■ **Exercise description**
Below are the entries to work from; restate word for word the portion that opens with the line containing "box: [826, 668, 925, 826]" and closes with the line containing "positive clicks: (861, 768)", keeping both.
[Data shown Boundary: Start]
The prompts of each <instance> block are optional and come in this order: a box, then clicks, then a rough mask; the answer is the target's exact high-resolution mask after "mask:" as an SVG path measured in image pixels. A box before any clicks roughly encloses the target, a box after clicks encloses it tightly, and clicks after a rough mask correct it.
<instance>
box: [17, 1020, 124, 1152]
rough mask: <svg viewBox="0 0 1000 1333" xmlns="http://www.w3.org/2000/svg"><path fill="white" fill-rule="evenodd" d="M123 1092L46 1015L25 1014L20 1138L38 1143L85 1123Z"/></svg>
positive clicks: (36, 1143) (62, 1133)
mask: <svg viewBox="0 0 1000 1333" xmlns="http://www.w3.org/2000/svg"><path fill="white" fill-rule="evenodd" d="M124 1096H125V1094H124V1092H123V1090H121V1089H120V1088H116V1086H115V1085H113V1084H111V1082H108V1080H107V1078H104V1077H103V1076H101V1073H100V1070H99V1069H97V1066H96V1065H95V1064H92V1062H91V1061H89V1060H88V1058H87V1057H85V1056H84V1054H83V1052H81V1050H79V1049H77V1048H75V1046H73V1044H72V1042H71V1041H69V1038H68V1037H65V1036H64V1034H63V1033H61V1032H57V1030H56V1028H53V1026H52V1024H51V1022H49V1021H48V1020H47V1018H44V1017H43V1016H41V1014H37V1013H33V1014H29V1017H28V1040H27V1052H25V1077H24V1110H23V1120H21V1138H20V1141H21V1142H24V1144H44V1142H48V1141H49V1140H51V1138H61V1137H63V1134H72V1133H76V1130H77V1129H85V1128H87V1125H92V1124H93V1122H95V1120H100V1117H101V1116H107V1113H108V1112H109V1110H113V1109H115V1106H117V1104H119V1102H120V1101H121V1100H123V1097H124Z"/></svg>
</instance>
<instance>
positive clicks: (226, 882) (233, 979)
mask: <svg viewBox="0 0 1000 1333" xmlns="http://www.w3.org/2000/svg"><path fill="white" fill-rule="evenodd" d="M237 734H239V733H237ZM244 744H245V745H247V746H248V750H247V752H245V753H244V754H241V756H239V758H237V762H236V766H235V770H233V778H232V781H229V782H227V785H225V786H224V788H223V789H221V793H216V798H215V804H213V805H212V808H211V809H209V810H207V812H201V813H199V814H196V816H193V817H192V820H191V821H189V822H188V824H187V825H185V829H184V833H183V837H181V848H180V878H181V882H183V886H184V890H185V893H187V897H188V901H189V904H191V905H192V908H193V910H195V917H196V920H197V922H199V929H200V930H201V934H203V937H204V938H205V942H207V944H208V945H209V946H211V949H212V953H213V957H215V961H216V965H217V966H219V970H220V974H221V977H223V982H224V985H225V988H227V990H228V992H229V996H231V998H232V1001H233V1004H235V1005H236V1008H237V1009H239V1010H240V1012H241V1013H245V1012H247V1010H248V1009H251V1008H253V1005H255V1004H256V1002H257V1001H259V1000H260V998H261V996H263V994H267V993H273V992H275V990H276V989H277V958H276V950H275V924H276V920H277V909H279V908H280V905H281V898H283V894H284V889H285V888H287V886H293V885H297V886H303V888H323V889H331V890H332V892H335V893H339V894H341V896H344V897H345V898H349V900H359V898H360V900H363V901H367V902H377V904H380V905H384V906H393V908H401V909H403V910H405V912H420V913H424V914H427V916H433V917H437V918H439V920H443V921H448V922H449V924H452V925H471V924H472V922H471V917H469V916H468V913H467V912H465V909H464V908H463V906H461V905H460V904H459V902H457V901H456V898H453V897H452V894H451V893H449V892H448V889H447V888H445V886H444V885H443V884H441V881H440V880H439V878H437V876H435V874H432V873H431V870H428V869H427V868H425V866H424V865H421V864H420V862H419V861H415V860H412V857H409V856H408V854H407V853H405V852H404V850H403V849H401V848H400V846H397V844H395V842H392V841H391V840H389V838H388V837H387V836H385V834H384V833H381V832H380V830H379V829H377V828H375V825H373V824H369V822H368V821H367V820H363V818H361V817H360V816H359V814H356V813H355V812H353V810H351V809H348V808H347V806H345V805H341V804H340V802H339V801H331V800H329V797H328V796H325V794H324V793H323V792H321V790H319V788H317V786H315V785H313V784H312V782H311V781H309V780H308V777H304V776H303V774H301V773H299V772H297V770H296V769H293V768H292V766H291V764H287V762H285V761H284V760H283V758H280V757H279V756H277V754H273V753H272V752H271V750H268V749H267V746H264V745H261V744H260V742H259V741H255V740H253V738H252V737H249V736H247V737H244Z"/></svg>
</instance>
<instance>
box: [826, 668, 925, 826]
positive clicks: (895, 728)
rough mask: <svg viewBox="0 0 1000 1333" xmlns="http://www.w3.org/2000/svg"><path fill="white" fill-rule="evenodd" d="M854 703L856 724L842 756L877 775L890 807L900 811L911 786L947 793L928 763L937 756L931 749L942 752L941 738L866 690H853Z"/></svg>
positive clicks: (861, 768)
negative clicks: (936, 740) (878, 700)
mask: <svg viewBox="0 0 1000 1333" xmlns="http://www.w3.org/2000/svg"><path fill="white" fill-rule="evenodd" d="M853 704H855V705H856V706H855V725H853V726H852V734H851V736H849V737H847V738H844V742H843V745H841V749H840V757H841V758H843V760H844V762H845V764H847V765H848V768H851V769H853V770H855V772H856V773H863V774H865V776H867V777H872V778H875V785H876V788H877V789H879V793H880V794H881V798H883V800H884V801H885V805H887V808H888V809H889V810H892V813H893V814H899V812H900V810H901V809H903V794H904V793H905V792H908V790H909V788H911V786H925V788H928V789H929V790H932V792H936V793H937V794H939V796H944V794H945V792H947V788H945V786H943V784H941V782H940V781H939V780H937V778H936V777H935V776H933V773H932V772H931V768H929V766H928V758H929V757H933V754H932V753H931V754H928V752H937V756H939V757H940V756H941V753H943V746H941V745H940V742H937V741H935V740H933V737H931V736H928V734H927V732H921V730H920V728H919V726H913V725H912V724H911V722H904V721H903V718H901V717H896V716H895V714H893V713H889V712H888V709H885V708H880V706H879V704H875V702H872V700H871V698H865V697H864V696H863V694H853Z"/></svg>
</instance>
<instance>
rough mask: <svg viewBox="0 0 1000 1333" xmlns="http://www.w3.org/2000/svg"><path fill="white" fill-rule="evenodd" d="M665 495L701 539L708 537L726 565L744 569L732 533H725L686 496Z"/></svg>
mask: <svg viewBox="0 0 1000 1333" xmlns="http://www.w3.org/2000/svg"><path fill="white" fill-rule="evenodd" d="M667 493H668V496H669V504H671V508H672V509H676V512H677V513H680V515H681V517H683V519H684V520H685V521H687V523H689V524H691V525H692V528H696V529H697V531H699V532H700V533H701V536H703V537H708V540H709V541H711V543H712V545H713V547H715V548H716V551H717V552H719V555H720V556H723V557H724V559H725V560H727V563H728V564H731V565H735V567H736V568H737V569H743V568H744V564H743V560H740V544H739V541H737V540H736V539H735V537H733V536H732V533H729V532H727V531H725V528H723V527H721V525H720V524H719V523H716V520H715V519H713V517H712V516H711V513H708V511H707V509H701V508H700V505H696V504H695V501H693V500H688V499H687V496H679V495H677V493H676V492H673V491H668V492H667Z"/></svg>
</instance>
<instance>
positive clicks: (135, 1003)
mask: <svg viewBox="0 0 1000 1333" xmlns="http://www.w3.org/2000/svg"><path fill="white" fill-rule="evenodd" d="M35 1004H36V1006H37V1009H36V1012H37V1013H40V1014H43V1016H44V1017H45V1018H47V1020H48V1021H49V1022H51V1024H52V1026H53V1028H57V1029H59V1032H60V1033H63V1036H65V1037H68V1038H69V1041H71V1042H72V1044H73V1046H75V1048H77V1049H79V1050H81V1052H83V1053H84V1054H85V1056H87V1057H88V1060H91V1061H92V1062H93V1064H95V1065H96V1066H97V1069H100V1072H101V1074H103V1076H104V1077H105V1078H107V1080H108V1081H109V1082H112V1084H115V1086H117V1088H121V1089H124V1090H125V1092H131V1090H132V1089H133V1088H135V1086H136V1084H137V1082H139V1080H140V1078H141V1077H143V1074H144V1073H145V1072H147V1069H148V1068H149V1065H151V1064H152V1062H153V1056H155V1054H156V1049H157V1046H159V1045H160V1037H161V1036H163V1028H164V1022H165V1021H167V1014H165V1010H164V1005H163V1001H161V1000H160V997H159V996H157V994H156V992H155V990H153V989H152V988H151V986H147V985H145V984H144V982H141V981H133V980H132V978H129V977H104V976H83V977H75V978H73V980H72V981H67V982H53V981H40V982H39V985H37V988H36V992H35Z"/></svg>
[Data shown Boundary: End]
■ **Output**
box: [826, 668, 925, 826]
positive clicks: (895, 728)
rough mask: <svg viewBox="0 0 1000 1333" xmlns="http://www.w3.org/2000/svg"><path fill="white" fill-rule="evenodd" d="M854 703L856 724L842 756L877 775L890 807L900 811L911 786L947 793L928 763L937 756L931 749L942 752L941 738L866 690H853Z"/></svg>
positive clicks: (861, 768)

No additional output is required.